[[ Reading passage, beginning ]]

The Torridon Group is the main part of what used to be termed the "Torridonian", although that also included the Stoer Group, which is now known to be a completely separate and older sequence.

===Sleat Group===

The Sleat Group, which outcrops on the Sleat peninsula on Skye, underlies the Torridon Group conformably, but the relationship with the Stoer Group is nowhere exposed. It is metamorphosed to greenschist facies and sits within the Kishorn Nappe, part of the Caledonian thrust belt, making its exact relationship to the other outcrops difficult to assess. The sequence consists of mainly coarse feldspathic sandstones deposited in a fluvial environment with some less common grey shales, probably deposited in a lacustrine environment.

===Morar Group===

This sequence of variably metamorphosed and deformed sandstones (psammites) was originally considered as separate from the "Torridonian" and formed the lower section of the Moine Supergroup. Comparisons between the Torridon Group with areas of lower strain in the Morar Group have found many similarities in lithology, thickness and interpreted depositional environment. This group is now thought to have been deposited as part of the same depositional basin, a foreland basin developed in front of the mountain belt formed by the Grenville Orogeny.

===Iona Group===

The Iona Group is exposed on the island of Iona and consists of two units separated by a zone of mylonite. The group has been assigned to the Wester Ross Supergroup based on its structural position beneath the Moine Thrust Zone and the ages of detrital zircons, which are similar to those found in the Sleat Group.

[[ Reading passage, end ]]

# [Your tasks]
1 – According to the passage on Torridonian rock groups, to what facies is the Sleat Group metamorphosed?
2 – Continue the passage on Torridonian rock groups from its last sentence.

[[ Dataset entries, beginning ]]

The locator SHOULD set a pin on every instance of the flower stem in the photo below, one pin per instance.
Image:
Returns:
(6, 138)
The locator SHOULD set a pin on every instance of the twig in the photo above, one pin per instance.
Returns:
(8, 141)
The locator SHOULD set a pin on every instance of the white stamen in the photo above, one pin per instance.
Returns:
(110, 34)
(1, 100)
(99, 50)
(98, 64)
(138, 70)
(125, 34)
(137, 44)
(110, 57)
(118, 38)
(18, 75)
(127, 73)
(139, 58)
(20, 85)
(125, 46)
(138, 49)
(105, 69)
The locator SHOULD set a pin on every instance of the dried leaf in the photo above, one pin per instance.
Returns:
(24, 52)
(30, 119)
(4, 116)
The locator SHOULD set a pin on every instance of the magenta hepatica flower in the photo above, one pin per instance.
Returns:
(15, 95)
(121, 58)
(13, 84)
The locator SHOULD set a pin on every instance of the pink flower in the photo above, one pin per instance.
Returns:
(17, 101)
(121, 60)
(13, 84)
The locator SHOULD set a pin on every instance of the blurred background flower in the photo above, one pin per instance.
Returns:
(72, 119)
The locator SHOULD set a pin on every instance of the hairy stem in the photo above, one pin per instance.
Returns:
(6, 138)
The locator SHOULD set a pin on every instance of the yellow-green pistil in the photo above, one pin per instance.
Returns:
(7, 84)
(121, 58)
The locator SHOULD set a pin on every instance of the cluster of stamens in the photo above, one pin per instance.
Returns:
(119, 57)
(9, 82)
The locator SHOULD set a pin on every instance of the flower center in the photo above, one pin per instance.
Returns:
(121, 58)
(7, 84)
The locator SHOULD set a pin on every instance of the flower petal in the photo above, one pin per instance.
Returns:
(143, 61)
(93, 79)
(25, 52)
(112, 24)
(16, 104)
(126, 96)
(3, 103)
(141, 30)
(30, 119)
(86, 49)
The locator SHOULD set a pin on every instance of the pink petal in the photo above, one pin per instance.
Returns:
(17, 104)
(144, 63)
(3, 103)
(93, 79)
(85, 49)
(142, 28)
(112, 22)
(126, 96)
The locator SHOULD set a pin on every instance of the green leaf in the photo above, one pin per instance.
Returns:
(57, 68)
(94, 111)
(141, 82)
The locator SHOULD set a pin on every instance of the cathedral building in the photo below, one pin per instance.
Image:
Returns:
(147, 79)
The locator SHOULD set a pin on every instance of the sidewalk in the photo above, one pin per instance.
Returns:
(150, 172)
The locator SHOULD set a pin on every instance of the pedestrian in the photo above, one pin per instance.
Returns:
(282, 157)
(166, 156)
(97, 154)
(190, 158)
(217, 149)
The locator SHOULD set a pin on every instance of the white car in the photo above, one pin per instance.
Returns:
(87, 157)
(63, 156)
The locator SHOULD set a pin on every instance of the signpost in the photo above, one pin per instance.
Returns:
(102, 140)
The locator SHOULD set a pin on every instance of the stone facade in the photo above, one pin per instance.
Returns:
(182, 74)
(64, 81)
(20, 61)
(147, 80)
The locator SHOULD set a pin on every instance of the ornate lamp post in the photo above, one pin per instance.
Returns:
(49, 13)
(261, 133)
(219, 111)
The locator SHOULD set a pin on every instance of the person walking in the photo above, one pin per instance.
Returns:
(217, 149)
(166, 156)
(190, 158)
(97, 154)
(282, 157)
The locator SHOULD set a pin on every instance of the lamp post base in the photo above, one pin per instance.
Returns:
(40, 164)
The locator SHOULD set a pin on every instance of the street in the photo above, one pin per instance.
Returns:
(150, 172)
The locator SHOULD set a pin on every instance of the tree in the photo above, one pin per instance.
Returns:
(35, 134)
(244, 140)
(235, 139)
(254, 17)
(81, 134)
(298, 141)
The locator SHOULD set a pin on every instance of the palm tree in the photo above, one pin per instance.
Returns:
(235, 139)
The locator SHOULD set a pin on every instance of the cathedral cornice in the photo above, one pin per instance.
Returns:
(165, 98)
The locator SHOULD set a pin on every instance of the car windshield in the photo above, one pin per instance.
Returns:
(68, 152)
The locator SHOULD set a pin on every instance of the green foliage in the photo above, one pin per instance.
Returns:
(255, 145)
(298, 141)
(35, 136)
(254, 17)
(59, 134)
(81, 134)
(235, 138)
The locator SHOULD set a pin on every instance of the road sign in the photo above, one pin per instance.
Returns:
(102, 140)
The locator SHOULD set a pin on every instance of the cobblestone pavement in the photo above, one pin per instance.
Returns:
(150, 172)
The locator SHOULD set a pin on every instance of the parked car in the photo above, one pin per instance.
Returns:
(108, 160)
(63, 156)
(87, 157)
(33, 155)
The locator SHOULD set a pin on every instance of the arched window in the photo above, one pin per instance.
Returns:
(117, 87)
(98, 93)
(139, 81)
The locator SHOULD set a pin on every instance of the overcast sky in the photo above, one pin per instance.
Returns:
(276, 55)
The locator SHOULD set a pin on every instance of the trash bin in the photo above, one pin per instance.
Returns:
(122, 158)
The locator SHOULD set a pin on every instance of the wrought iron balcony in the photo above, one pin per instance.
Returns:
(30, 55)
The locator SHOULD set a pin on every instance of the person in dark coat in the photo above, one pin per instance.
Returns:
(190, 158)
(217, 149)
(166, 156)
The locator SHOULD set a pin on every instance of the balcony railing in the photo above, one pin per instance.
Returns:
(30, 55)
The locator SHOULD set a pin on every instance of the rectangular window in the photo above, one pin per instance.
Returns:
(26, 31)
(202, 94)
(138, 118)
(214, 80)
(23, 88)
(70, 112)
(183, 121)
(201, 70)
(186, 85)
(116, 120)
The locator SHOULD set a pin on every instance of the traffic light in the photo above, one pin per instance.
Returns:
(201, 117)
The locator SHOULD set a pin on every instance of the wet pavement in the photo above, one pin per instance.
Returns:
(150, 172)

[[ Dataset entries, end ]]

# [Expected outputs]
1 – Greenschist facies.

2 –
===Tarskavaig Group===
Rocks of the Tarskavaig Group lie above the Tarskavaig Thrust on the southwestern end of the Sleat peninsula. The group consists of a mixture of psammites, semi-pelites and pelites, which are deformed and no sedimentological analysis has been carried out, nor have the group been sampled for detrital zircons. From its structural position it has been tentatively correlated with the lower part of the supergroup.

===Shetland===
The Westing, Sand Voe and Yell Sound groups on Shetland are tentatively correlated with other groups within the Wester Ross Supergroup based on lithological similarities, the ages of the youngest detrital zircons and the timing of later metamorphism.

==Age==
The age of this sequence is constrained by a combination of detrital zircon geochronology and by the dating of later metamorphic events. The youngest detrital zircon and rutile ages are in the range 1070–1000 Ma, providing an upper bound. Metamorphic ages of 950–940 Ma have been calculated for garnets from the lower part of the Morar Group, confirming that these rocks were affected by the Renlandian Orogeny (960–920 Ma) and providing a lower bound. Together these data give a depositional age range of 1000–960 Ma.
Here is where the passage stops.